(DIRECTIONS FOR THIS TASK) Reproduce the lines below in full, switching every "keypoint" to "marker" and leaving all other text untouched.

**** EXERCISE MATERIAL

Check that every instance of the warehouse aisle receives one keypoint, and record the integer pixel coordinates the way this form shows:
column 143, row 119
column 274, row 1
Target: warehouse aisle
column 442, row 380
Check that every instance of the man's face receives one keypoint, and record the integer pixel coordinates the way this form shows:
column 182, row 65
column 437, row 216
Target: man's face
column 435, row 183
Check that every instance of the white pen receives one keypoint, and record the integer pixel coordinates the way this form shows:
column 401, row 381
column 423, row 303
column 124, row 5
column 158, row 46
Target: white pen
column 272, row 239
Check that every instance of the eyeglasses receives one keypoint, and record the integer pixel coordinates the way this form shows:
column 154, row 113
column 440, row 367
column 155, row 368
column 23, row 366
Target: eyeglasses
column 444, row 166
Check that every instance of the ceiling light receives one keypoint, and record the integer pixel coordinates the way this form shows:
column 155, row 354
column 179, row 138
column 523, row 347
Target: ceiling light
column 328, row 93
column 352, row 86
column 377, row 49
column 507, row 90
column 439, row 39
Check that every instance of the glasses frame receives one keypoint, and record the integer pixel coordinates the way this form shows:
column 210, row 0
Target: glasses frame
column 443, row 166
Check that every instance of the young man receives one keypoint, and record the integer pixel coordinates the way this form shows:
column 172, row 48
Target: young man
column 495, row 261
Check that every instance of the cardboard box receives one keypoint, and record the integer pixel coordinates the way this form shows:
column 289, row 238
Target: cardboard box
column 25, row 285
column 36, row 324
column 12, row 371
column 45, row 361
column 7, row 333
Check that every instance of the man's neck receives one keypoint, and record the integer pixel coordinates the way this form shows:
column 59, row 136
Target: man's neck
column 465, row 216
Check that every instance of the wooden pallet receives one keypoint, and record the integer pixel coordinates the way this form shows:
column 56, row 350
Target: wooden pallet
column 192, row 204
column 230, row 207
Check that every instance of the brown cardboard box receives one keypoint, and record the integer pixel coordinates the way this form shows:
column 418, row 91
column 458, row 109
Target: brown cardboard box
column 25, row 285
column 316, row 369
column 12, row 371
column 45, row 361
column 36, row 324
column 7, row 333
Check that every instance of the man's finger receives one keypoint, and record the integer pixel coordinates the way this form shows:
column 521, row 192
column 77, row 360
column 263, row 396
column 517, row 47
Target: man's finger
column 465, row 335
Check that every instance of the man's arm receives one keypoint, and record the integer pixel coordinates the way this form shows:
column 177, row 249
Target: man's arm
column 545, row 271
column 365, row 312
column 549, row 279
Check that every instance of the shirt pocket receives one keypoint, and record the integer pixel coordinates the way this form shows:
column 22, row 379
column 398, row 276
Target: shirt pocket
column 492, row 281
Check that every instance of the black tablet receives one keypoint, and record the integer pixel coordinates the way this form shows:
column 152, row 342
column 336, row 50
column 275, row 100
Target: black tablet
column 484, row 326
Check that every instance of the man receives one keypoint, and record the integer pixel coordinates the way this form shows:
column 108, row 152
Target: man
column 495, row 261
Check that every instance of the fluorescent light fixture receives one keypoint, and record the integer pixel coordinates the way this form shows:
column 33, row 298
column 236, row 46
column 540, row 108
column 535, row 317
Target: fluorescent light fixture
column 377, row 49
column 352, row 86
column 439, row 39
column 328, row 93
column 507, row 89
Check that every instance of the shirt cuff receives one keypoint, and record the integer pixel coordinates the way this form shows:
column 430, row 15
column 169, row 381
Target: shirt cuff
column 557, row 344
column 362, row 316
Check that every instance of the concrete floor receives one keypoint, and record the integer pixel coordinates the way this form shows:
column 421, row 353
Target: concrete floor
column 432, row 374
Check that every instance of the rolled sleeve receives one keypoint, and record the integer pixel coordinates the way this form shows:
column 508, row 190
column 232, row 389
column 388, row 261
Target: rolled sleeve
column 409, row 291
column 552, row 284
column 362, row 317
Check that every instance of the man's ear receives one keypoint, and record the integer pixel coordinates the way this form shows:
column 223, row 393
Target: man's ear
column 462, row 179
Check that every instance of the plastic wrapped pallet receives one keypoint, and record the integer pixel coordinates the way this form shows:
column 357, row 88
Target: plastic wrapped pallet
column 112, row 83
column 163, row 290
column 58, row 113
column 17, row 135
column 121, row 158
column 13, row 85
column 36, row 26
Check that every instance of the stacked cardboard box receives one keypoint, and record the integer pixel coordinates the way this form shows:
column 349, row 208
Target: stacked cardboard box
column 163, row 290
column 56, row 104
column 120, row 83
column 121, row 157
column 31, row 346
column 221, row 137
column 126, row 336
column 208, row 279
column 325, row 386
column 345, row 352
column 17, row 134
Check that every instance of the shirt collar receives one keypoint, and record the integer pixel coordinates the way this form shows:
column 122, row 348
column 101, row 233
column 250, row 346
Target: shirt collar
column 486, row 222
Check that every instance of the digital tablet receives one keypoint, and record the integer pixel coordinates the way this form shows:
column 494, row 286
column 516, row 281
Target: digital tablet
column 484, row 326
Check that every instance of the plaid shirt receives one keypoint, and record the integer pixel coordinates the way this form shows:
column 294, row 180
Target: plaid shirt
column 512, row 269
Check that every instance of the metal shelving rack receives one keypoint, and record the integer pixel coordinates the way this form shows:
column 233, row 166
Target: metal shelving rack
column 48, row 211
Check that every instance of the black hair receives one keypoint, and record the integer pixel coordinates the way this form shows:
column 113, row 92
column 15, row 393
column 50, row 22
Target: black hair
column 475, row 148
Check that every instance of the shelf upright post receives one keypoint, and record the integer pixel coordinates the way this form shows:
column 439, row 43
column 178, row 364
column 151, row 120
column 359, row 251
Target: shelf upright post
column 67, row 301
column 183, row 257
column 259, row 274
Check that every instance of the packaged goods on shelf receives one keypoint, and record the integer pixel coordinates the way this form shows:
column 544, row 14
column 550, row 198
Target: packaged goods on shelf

********

(RESULT)
Check that every instance of the warehouse aisle receives one marker, and record the integer pixel coordinates the way this form shows:
column 143, row 119
column 274, row 1
Target: warehouse aisle
column 442, row 380
Check that every instance of the man's face receives one marker, and record the integer pixel coordinates the way this form shows:
column 182, row 65
column 437, row 216
Target: man's face
column 435, row 183
Check that every instance of the white pen receives one marker, and record the integer pixel coordinates the way this form shows:
column 401, row 381
column 423, row 303
column 124, row 5
column 158, row 46
Target: white pen
column 272, row 239
Check that every instance of the eyeglasses receives one marker, and record the integer pixel coordinates the way this form shows:
column 154, row 113
column 440, row 367
column 155, row 368
column 23, row 366
Target: eyeglasses
column 444, row 166
Check that every instance of the ceiling light receives one marker, and record the integer pixel coordinates the way this form shows:
column 155, row 354
column 179, row 138
column 523, row 347
Target: ceiling light
column 328, row 93
column 352, row 86
column 377, row 49
column 507, row 90
column 439, row 39
Check that every instance of the glasses frame receives one marker, and record the integer pixel coordinates the way this form shows:
column 210, row 0
Target: glasses frame
column 443, row 166
Check that every instance of the young man receives one marker, and record the integer pixel coordinates the way this form shows:
column 172, row 48
Target: young man
column 495, row 261
Check that every instance of the cardboard box receives one marker, and record the integer pixel coordinates the way this form shows:
column 289, row 238
Target: cardboard box
column 25, row 285
column 36, row 324
column 12, row 371
column 45, row 361
column 7, row 333
Check that every instance of the man's neck receives one marker, and record the integer pixel coordinates the way this form shows:
column 59, row 136
Target: man's neck
column 465, row 216
Check that every instance of the wooden pallet receives one marker, and record the integer pixel coordinates the way this form shows:
column 56, row 350
Target: wooden pallet
column 192, row 204
column 230, row 207
Check that every instance of the brown cardboard box receives one marker, and record the integer pixel coordinates the way this form shows:
column 418, row 91
column 458, row 109
Target: brown cardboard box
column 25, row 285
column 316, row 369
column 12, row 371
column 45, row 361
column 36, row 324
column 7, row 333
Check that every instance of the man's finger receives one marker, and record the integer pixel coordinates the way this form shows:
column 521, row 192
column 77, row 360
column 263, row 396
column 517, row 47
Target: man's finger
column 465, row 335
Check that every instance of the man's arm receives one marker, and record the integer pixel coordinates the way this form shows:
column 177, row 249
Target: man's arm
column 545, row 271
column 365, row 312
column 549, row 279
Check that every instance of the shirt pocket receives one marker, and record the integer pixel coordinates the way this form shows:
column 22, row 379
column 398, row 276
Target: shirt pocket
column 492, row 281
Check that every instance of the black tablet receives one marker, and record the integer pixel coordinates the way this form shows:
column 152, row 342
column 336, row 50
column 275, row 100
Target: black tablet
column 484, row 326
Check that every instance of the man receives one marker, and record the integer pixel coordinates the way this form shows:
column 108, row 152
Target: man
column 495, row 261
Check that every instance of the fluorescent light fixture receives one marker, and record the integer pixel coordinates the way this form shows:
column 33, row 298
column 236, row 46
column 540, row 108
column 535, row 317
Target: fluorescent light fixture
column 377, row 49
column 352, row 86
column 439, row 39
column 328, row 93
column 507, row 89
Check that every instance of the shirt cuff receives one marker, and record the integer pixel coordinates the way this form shows:
column 430, row 15
column 169, row 381
Target: shirt cuff
column 557, row 344
column 362, row 316
Check that every instance of the concrete floor receives one marker, and record the integer pixel coordinates the way this form shows:
column 421, row 353
Target: concrete floor
column 432, row 374
Check that every instance of the rolled sleeve receives one marker, and record the integer pixel coordinates the way this form shows:
column 508, row 190
column 232, row 389
column 388, row 261
Target: rolled sleeve
column 409, row 291
column 552, row 284
column 362, row 317
Check that every instance of the man's ear receives one marker, and record the integer pixel coordinates the way this form shows:
column 223, row 393
Target: man's ear
column 462, row 179
Check that every instance of the plastic wrapped pallet receives one marker, and record the integer pixel coordinates the way this form shows:
column 357, row 88
Target: plastic wrapped pallet
column 112, row 83
column 163, row 290
column 58, row 113
column 17, row 135
column 121, row 158
column 13, row 85
column 36, row 26
Check that every instance of the stacked cardboard box receives one marker, and record the integer pixel coordinates the way this form shows:
column 349, row 208
Target: stacked cardboard box
column 163, row 290
column 56, row 104
column 120, row 83
column 121, row 157
column 31, row 346
column 221, row 137
column 126, row 336
column 208, row 279
column 325, row 386
column 345, row 352
column 17, row 134
Check that every instance of the shirt collar receives one marker, and record the integer pixel coordinates the way this form shows:
column 122, row 348
column 101, row 233
column 250, row 346
Target: shirt collar
column 486, row 222
Check that every instance of the digital tablet receives one marker, and record the integer pixel coordinates the way this form shows:
column 494, row 286
column 516, row 281
Target: digital tablet
column 484, row 326
Check that every instance of the plaid shirt receives one marker, and record the integer pixel coordinates the way this form shows:
column 294, row 180
Target: plaid shirt
column 512, row 269
Check that every instance of the metal shelving rack receives one marker, and record the integer pixel coordinates the way this form shows:
column 233, row 166
Target: metal shelving rack
column 48, row 211
Check that every instance of the black hair receives one marker, and record the integer pixel coordinates the way this form shows:
column 113, row 92
column 15, row 393
column 50, row 22
Target: black hair
column 475, row 148
Check that every instance of the shelf upright post receives one marker, and record the integer pixel coordinates the way this form shows:
column 439, row 43
column 178, row 364
column 151, row 120
column 359, row 251
Target: shelf upright post
column 67, row 301
column 183, row 257
column 259, row 274
Check that every instance of the packaged goods on shelf receives one marker, and record the integer pixel coordinates the way this form shows:
column 544, row 14
column 550, row 198
Target: packaged goods on shelf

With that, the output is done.